**PROBLEM**
Gather every line in the material below that contains the word "white" and copy each of those lines in full.

**RECORD SET**
________________
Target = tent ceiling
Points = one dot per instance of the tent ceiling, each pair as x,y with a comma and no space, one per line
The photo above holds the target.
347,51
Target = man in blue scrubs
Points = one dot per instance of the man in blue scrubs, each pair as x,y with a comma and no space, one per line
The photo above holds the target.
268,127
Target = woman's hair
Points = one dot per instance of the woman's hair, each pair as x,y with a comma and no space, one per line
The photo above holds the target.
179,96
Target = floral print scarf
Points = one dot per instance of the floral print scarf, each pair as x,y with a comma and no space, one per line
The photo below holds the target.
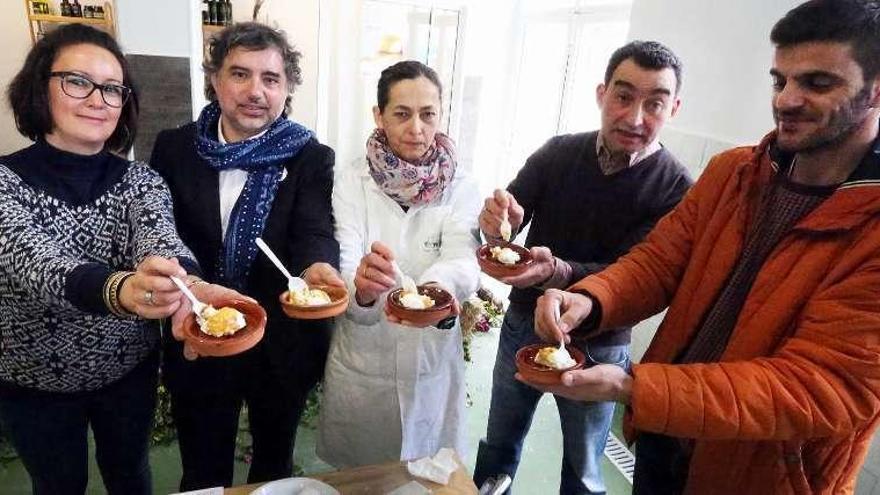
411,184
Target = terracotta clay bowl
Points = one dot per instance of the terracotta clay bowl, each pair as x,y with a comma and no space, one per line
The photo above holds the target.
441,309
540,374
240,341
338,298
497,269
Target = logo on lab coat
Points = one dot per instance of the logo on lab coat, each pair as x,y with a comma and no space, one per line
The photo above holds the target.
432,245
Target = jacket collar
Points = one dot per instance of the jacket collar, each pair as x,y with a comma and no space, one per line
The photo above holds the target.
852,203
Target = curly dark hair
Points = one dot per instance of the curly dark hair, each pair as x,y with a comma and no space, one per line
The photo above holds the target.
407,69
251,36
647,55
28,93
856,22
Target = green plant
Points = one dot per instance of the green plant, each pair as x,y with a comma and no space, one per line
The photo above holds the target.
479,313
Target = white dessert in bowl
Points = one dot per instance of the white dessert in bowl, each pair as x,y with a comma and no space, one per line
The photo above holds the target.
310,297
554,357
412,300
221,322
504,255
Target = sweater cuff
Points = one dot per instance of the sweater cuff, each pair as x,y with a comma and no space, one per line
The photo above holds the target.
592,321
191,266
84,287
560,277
________________
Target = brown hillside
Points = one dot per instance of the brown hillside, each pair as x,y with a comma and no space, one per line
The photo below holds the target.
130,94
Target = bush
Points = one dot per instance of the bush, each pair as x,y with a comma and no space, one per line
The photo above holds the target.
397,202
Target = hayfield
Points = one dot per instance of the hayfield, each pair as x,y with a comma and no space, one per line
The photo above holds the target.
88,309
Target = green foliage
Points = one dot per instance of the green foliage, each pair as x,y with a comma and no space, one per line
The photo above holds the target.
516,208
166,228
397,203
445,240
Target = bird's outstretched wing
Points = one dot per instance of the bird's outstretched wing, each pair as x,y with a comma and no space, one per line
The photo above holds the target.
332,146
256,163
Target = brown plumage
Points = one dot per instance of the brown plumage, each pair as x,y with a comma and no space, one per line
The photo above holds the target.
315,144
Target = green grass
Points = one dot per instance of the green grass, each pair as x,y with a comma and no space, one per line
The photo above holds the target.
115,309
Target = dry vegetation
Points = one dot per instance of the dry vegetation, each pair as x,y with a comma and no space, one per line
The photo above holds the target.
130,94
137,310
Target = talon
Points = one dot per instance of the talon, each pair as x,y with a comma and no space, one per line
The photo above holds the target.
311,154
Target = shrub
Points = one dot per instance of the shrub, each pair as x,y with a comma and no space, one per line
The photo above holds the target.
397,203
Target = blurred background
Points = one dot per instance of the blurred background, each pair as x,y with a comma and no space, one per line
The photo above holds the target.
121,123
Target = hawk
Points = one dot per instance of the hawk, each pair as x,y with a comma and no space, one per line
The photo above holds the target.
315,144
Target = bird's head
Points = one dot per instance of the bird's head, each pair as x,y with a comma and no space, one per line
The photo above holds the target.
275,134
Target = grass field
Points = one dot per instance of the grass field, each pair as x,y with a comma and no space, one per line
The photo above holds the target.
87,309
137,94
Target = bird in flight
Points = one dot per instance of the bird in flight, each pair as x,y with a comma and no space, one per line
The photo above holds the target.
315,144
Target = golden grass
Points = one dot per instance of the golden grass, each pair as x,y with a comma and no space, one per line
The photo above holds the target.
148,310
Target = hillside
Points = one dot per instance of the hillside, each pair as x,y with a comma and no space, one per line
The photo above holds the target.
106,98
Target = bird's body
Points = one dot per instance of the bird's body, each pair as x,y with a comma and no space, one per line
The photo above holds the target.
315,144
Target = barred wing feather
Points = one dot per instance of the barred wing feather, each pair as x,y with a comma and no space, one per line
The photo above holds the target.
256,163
________________
**COMPLETE OUTPUT**
Target = white dessert in bowl
Points = one dot per instance of the white dessert in bowl, each pair as x,y with a comma and no space, one per line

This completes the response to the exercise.